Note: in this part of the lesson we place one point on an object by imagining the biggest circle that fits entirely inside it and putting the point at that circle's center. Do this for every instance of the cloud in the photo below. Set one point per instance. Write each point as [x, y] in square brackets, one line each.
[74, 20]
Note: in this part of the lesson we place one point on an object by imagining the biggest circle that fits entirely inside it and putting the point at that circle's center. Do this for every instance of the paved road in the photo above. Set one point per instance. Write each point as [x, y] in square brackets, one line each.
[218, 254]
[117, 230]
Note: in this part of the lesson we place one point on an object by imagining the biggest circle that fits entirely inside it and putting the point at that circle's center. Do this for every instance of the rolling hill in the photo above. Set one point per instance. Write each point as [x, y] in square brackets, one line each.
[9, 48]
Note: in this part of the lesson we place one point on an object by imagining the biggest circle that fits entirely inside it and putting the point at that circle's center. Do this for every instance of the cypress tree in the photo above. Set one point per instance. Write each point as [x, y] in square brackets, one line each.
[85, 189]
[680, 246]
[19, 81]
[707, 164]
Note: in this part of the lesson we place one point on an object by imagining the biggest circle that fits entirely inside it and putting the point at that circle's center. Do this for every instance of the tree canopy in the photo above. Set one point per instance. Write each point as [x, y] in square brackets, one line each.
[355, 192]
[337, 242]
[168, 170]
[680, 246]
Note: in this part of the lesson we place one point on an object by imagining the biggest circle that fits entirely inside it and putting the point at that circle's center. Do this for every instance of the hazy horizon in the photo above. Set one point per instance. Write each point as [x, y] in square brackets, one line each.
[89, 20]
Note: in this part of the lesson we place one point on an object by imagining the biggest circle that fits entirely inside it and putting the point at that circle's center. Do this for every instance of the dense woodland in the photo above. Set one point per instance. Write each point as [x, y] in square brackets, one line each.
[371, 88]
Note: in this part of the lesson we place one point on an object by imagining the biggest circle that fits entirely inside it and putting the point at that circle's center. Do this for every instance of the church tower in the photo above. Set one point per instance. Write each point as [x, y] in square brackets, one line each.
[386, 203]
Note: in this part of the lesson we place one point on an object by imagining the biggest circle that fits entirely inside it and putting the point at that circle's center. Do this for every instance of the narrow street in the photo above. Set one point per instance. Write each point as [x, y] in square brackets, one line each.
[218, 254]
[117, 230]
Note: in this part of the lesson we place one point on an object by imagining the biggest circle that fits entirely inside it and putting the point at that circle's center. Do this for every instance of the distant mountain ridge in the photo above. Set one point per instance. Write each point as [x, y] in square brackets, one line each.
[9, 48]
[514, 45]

- _About this task_:
Repeat every entry exactly, please.

- _Result of the exercise_:
Note: in this part of the lesson we place one point on an object by imagining the biggest circle that fits entirely inside it and putting the point at that circle's center. Do this for every instance of the cloud in the photo below. Set one point per instance. Write each point as [x, y] in square brackets, one line each.
[74, 20]
Note: in this part of the lesson we place one point on an object by imagining the biggest circle that fits entirely inside it and putting the point at that circle's center. Do this for every instance of the paved road in the photo above. Set one point per instance. Write each point as [x, y] in square brackets, one line each.
[218, 254]
[117, 230]
Note: in this part of the lesson we place one point on an object by imagining the biggest circle that fits entirely inside it and putting the point at that circle's center. Do this for every instance of the rolling hill in the photo above. Set one point per instance. Write each point as [x, y] in square brackets, one line each.
[9, 48]
Note: in this part of the lesson we place one point on an object by imagining the biggest circle that fits entirely inside it and putting the point at that circle's center. Do this for every instance of the cypress tree in the photo above. Set one point per instance. Write each point as [x, y] in square brackets, one line each.
[85, 189]
[680, 246]
[19, 81]
[707, 164]
Note: in this part of the lesson we place one point on an object by imagining the biggest circle that fits entirely inside it and putting the point at that circle's center. Do this for every instance of the tree canopy in the photo above. Set one point per instance. Write each point as [x, y] in square brackets, one line each.
[355, 192]
[337, 242]
[168, 170]
[680, 246]
Note: in this part of the lesson we place one point on an object by imagining the biggest circle that fits entirely inside it and putting the point at that circle's center. Do this for every instance of the hazy horizon in the photo above. Set one point per instance. Write each point as [x, y] in square brackets, one line each.
[89, 20]
Note: in this part of the lesson we place one point on an object by imagining the biggest circle that fits entirely inside it and putting the point at that circle's center. Do this for every instance of the dense woodland in the photo above. Set one point per instance. Write each point as [x, y] in square brackets, one line each.
[371, 88]
Note: in this part of the lesson we place one point on an object by imagining the biggest circle that fits entirely inside it and putting the point at that circle's center. Do this for every instance of the church tower in the photo above. Set one point per instance. Write each point as [x, y] in square brackets, one line each.
[386, 203]
Note: in this part of the lesson we place one point on an object by imagining the biggest circle that fits entirely inside it and putting the point at that circle's center. Do this for every instance of the narrow street in the photo above. Set one point per instance. Write each point as [x, y] in square brackets, one line each.
[218, 254]
[117, 230]
Note: in this part of the lesson we place one point on an object by imagining the biggest circle that fits entirely inside it and putting the point at that circle's center. Do this for every instance of the distant mountain ridge in the photo above. Set one point per instance. Write each point as [x, y] in square brackets, one line each.
[9, 48]
[514, 45]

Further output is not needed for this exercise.